* Directions for this task
Your output must match the records exactly, line for line.

* Raw data
* * * * * * *

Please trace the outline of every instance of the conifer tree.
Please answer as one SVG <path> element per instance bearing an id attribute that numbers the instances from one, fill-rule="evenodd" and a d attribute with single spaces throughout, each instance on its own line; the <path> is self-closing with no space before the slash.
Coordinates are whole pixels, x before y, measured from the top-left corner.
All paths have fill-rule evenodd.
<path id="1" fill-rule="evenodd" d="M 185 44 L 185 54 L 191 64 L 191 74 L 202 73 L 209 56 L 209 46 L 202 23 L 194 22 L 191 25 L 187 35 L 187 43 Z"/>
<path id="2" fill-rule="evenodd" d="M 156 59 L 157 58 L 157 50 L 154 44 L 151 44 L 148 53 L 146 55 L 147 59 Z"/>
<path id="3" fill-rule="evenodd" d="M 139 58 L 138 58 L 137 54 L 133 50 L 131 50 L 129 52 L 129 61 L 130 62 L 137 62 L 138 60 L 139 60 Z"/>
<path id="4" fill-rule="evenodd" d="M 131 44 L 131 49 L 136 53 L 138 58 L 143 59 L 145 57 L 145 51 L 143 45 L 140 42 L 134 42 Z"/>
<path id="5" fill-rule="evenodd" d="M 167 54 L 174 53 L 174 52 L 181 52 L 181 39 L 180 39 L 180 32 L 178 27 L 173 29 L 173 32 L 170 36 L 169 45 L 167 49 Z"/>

* * * * * * *

* Reply
Please trace the outline of every instance of the conifer tree.
Please answer as one SVG <path> element per instance bearing an id attribute that numbers the instances from one, fill-rule="evenodd" and a d attribute with single spaces throughout, each instance on its own line; the <path> is self-closing with no space before the slash.
Coordinates are whole pixels, x before y, measured from the top-left corner.
All paths have fill-rule evenodd.
<path id="1" fill-rule="evenodd" d="M 185 44 L 185 54 L 191 64 L 191 74 L 202 73 L 209 56 L 209 46 L 202 23 L 194 22 L 191 25 L 187 35 L 187 43 Z"/>
<path id="2" fill-rule="evenodd" d="M 156 59 L 157 58 L 157 50 L 154 44 L 151 44 L 148 53 L 146 55 L 147 59 Z"/>
<path id="3" fill-rule="evenodd" d="M 139 58 L 138 58 L 137 54 L 133 50 L 131 50 L 129 52 L 129 61 L 130 62 L 137 62 L 138 60 L 139 60 Z"/>
<path id="4" fill-rule="evenodd" d="M 131 44 L 131 49 L 136 53 L 138 58 L 143 59 L 145 57 L 145 51 L 143 45 L 140 42 L 134 42 Z"/>
<path id="5" fill-rule="evenodd" d="M 167 54 L 174 53 L 174 52 L 181 52 L 181 39 L 180 39 L 180 32 L 178 27 L 173 29 L 173 32 L 170 36 L 169 45 L 167 49 Z"/>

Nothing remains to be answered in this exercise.